● EXTRACT TO READ
The existent, then, being determined as a whole, has parts, and the parts constitute its subsistence; the unity of the whole is only a posited relation, an external composition which does not concern the self-subsistent existent. Now in so far as this is a part it is not a whole, not a composite, hence a simple. But the relation to a whole is external to it and therefore does not concern it; the self-subsistent is, therefore, not even in itself part; for it is part only through that relation. But now since it is not part it is a whole, for there is only this relation of whole and parts present and the self-subsistent is one of the two. But as a whole, it is again composite; it again consists of parts, and so on to infinity. This infinitude consists solely in the perennial alternation of the two determinations of the relation, in each of which the other immediately arises, so that the positedness of each is the vanishing of itself. Matter determined as whole consists of parts, and in these the whole becomes an unessential relation and vanishes. But the part taken in the same way by itself is also not part but the whole. The antinomy of this inference when closely examined is really this: because the whole is not the self-subsistent, therefore the part is self-subsistent; but because the part is self-subsistent only without the whole, it is self-subsistent not as part, but rather as whole. The infinitude of the progress which arises is the inability to bring together the two thoughts which the mediation contains, namely, that each of the two determinations through its self-subsistence and separation from the other passes over into non-self-subsistence and into the other.

B. THE RELATION OF FORCE AND ITS EXPRESSION

§ 1132

Force is the negative unity into which the contradiction of whole and parts has resolved itself; the truth of that first relation. ®

The whole and parts is the thoughtless relation which ordinary thinking first happens to think of; or objectively it is a dead, mechanical aggregate having, it is true, form determinations through which the manifoldness of its self-subsistent matter is connected in a unity; but this unity is external to the matter. But the relation of force is the higher return-into-self in which the unity of the whole which constituted the relation of the self-subsistent otherness, ceases to be external and indifferent to this manifoldness.

Dataset items
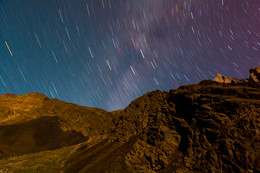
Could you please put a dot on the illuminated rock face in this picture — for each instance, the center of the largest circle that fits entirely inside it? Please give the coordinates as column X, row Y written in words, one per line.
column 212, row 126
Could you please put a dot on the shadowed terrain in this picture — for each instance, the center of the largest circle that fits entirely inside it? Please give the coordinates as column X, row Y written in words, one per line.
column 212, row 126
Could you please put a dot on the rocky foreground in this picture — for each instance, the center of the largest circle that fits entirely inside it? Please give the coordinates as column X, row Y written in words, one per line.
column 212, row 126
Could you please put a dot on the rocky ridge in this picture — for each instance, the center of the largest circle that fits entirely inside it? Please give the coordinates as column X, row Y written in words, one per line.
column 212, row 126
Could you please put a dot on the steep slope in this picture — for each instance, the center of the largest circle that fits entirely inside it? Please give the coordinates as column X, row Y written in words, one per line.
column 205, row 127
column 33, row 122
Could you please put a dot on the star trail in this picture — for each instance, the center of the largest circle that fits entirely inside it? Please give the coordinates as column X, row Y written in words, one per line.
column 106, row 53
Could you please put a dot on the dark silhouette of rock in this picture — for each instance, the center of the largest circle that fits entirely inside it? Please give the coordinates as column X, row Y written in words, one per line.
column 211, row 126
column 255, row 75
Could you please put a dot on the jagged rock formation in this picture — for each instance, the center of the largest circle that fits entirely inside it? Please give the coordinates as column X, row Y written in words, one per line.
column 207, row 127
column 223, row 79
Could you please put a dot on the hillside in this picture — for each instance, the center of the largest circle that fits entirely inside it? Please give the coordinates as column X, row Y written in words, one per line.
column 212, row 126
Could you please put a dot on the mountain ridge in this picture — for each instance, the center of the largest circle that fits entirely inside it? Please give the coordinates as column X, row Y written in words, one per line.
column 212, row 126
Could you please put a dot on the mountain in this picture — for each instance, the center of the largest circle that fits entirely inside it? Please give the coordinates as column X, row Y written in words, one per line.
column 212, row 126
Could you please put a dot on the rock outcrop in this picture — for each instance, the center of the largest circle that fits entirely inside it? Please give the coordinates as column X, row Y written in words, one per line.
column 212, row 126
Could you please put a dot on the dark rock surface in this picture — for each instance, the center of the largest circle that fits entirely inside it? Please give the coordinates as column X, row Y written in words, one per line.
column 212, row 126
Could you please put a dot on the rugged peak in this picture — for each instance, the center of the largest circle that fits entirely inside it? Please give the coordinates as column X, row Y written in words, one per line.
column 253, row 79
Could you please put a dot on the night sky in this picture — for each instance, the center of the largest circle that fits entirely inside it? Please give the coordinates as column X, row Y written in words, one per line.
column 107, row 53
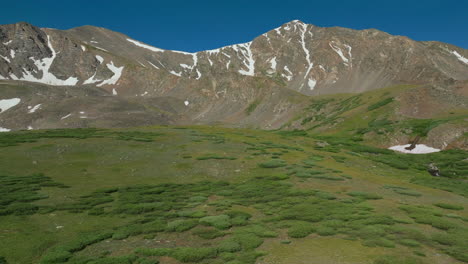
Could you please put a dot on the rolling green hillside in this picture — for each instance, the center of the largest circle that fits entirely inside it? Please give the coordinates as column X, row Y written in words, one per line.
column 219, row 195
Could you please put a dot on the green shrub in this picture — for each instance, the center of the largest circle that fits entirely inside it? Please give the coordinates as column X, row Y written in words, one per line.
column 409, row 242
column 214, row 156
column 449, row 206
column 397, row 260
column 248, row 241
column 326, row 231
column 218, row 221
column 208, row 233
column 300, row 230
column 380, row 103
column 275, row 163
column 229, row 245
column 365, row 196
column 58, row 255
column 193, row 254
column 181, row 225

==

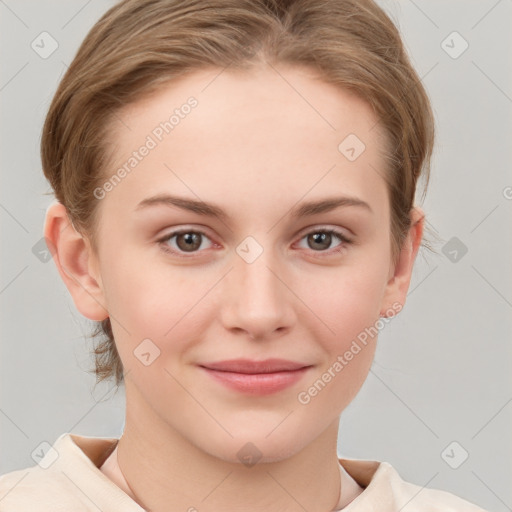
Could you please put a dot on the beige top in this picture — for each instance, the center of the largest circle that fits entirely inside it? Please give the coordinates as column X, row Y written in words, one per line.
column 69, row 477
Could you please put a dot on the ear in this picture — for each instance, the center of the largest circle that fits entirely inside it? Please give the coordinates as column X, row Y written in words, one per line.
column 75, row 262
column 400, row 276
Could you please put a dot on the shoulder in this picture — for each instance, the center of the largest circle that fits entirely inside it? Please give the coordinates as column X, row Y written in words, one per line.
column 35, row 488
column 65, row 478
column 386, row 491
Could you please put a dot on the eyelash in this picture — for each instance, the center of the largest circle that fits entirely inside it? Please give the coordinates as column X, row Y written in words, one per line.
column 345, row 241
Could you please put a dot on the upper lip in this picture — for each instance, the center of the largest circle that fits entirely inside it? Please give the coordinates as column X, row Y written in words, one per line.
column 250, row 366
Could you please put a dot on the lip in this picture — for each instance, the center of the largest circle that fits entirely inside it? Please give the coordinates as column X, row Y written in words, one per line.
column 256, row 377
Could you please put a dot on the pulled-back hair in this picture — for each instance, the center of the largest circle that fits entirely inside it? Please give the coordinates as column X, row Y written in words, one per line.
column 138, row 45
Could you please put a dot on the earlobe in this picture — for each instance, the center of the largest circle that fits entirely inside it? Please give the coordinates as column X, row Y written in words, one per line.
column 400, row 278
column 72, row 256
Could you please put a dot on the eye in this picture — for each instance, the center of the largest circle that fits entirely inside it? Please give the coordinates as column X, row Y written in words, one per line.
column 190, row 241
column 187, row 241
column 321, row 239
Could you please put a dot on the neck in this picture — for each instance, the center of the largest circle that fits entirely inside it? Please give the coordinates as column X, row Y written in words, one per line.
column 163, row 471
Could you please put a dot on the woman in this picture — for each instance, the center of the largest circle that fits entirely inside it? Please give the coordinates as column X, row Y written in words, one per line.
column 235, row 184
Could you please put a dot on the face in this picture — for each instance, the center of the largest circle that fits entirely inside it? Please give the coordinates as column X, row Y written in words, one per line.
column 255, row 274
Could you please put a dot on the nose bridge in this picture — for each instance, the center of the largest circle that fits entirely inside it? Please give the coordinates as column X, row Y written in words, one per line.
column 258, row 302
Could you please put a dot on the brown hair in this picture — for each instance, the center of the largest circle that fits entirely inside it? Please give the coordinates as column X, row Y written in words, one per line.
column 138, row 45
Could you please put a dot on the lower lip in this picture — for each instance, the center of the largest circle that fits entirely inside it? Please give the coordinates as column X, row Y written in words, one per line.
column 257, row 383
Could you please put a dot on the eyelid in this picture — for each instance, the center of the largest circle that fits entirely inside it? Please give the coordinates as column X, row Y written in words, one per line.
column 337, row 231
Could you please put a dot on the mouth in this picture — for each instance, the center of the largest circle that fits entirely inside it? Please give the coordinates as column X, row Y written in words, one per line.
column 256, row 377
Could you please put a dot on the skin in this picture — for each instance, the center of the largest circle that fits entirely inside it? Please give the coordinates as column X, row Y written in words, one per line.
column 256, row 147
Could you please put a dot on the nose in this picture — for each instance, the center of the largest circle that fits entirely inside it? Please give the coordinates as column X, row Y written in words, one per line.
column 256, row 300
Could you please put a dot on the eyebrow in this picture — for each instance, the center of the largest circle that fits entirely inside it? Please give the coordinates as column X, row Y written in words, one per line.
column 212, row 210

● GOAL
Please resume the passage on whole, parts and force, picking up right after its final sentence.

● RESPONSE TO THE TASK
§ 1133

In the essential relation as now determined, the immediate and the reflected self-subsistence are posited as sublated or as moments; in the preceding relation they were independent, self-subsistent sides or extremes. In this there is contained first, that the reflected unity and its immediate determinate being, in so far as both are first and immediate, sublate themselves within themselves and pass over into their other; the former, force, passes over into its expression, and what is expressed is a vanishing something which withdraws into force as into its ground; it is, only as borne and posited by force. Secondly, this transition is not only a becoming and vanishing, but is a negative relation-to-self; or, that which alters its determination is at the same time reflected into itself and preserves itself; the movement of force is not so much a transition [übergehen] as a movement in which it transposes itself [sich selbst über setzt] and in this alteration posited by itself remains what it is. Thirdly, this reflected, self-related unity is itself sublated and a moment; it is mediated by its other and has it for condition; its negative self-relation, which is a first and begins the movement of its transition out of itself, has equally a presupposition by which it is solicited, and an other from which it begins.

(a) The Conditionedness of Force

§ 1134

Considered in its closer determinations force contains first, the moment of affirmative [seienden] immediacy; it itself is determined over against this immediacy as negative unity. This, however, in the determination of immediate being, is an existent something. This something, because it is negative unity as an immediate, appears as the first; force, on the other hand, as reflected unity appears as positedness and thus as belonging to the existent thing or to a matter. But this does not imply that force is the form of this thing and that the thing is determined by force; on the contrary, the thing as an immediate is, indifferent to it. As thus determined, the thing contains no ground for having a force; force, on the other hand, as the side of positedness, essentially has the thing for its presupposition.When therefore it is asked how a thing or matter comes to have a force, then the force appears as externally connected with it and impressed on the thing by an alien power.

§ 1135

As this immediate subsistence, force is a quiescent determinateness of the thing in general; it does not express or manifest itself but is immediately an externality. Thus force is also designated as matter, and instead of magnetic, electrical, and other forces, magnetic, electrical, and other matters are assumed, or, instead of the famous attractive force, a subtle aether which holds everything together. These are the matters into which the inert, powerless, negative unity of the thing is resolved and which were considered above.

§ 1136

But force contains immediate Existence as moment, a moment which, though it is condition, passes over and sublates itself, not immediate Existence therefore as an existent thing. Further, it is not negation as determinateness but negative unity reflected into itself. Accordingly the thing in which the force was supposed to be no longer has any meaning here; rather is force itself a positing of externality which appears as Existence. Nor is it, therefore, merely a determinate matter; such self-subsistence has long since passed over into positedness and Appearance.

§ 1137

Secondly, force is the unity of reflected and immediate subsistence, or of the form-unity and external self-subsistence. It is both in one; it is the contact of sides of which one is in so far as the other is not, self-identical positive reflection and negated reflection. Force is thus the self-repelling contradiction; it is active, or it is the self-relating negative unity in which the reflected immediacy or essential inwardness [Insichsein] is posited as being only as sublated or as moment, and therefore, in so far as it distinguishes itself from immediate Existence, as passing over into this. Force, then, as the determination of the reflected unity of the whole, is posited as becoming existent external manifoldness from out of itself.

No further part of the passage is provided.